(Stored data entries)
= = = =

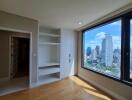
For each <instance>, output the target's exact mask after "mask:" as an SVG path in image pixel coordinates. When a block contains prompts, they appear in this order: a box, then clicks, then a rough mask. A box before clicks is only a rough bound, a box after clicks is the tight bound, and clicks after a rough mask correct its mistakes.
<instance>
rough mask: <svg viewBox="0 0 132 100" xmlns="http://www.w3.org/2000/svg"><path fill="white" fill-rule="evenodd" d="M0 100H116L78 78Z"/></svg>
mask: <svg viewBox="0 0 132 100" xmlns="http://www.w3.org/2000/svg"><path fill="white" fill-rule="evenodd" d="M0 100H115V99H113V98H112V97H110V96H107V95H106V94H105V93H104V92H102V91H100V90H97V89H96V88H94V87H93V86H91V85H89V84H87V83H86V82H84V81H83V80H81V79H79V78H78V77H76V76H72V77H70V78H67V79H64V80H61V81H58V82H54V83H51V84H47V85H42V86H39V87H36V88H33V89H27V90H23V91H20V92H16V93H12V94H9V95H5V96H1V97H0Z"/></svg>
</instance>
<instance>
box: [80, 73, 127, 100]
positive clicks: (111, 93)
mask: <svg viewBox="0 0 132 100" xmlns="http://www.w3.org/2000/svg"><path fill="white" fill-rule="evenodd" d="M79 77H81V78H82V79H84V80H85V81H87V82H89V83H91V84H93V85H94V86H96V87H98V88H99V89H101V90H103V91H104V92H106V93H108V94H110V95H111V96H113V97H115V98H117V100H127V99H126V98H124V97H123V96H120V95H119V94H117V93H115V92H114V91H111V90H109V89H107V88H105V87H103V86H102V85H100V84H97V83H95V82H94V81H92V80H89V79H88V78H86V77H85V76H83V75H80V74H79Z"/></svg>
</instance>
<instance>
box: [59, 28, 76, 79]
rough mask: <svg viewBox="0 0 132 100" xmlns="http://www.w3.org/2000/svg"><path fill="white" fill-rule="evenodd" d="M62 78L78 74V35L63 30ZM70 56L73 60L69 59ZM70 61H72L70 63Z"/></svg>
mask: <svg viewBox="0 0 132 100" xmlns="http://www.w3.org/2000/svg"><path fill="white" fill-rule="evenodd" d="M60 33H61V58H60V61H61V70H62V72H61V78H66V77H68V76H71V75H75V74H76V69H77V66H76V54H77V53H76V50H77V49H76V33H75V32H74V31H73V30H70V29H61V30H60ZM69 54H70V55H71V58H69ZM69 60H71V61H70V62H69Z"/></svg>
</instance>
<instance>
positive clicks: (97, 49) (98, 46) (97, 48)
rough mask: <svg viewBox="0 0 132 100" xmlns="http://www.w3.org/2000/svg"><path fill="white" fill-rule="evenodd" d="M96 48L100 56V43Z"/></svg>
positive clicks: (95, 47) (98, 53)
mask: <svg viewBox="0 0 132 100" xmlns="http://www.w3.org/2000/svg"><path fill="white" fill-rule="evenodd" d="M95 50H96V52H97V56H99V54H100V47H99V46H98V45H97V46H96V47H95Z"/></svg>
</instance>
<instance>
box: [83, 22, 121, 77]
mask: <svg viewBox="0 0 132 100" xmlns="http://www.w3.org/2000/svg"><path fill="white" fill-rule="evenodd" d="M83 57H84V58H83V65H84V66H83V67H84V68H87V69H91V70H94V71H97V72H99V73H103V74H106V75H108V76H112V77H116V78H120V63H121V20H117V21H114V22H112V23H109V24H105V25H103V26H99V27H96V28H94V29H90V30H86V31H84V33H83Z"/></svg>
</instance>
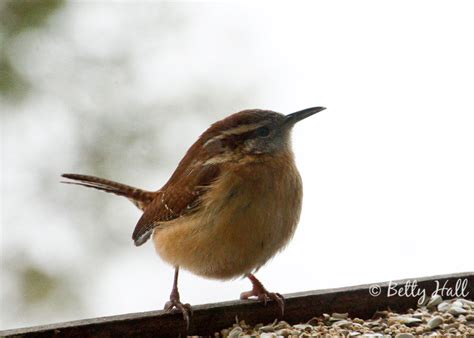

= = = =

• [Brief] Locate every line above that contains the word "rough", and copy each of those lines out in full.

• [Answer below]
For each <instance>, output the target's exact mask after "mask:" as an SVG path in image pixel coordinates. When a block contains prompts, they appear in this order: a box, then clicks, then a rough mask. A box before clicks is only a rough bound, a box after clicks is the tight bound, and clicks after a rough mask correct its mistakes.
rough mask: <svg viewBox="0 0 132 100" xmlns="http://www.w3.org/2000/svg"><path fill="white" fill-rule="evenodd" d="M0 100H116L78 78Z"/></svg>
rough mask: <svg viewBox="0 0 132 100" xmlns="http://www.w3.org/2000/svg"><path fill="white" fill-rule="evenodd" d="M62 78L78 74V35L63 30ZM70 56L73 60L69 59ZM70 61H72L70 63Z"/></svg>
rough mask: <svg viewBox="0 0 132 100" xmlns="http://www.w3.org/2000/svg"><path fill="white" fill-rule="evenodd" d="M96 48L100 56V43Z"/></svg>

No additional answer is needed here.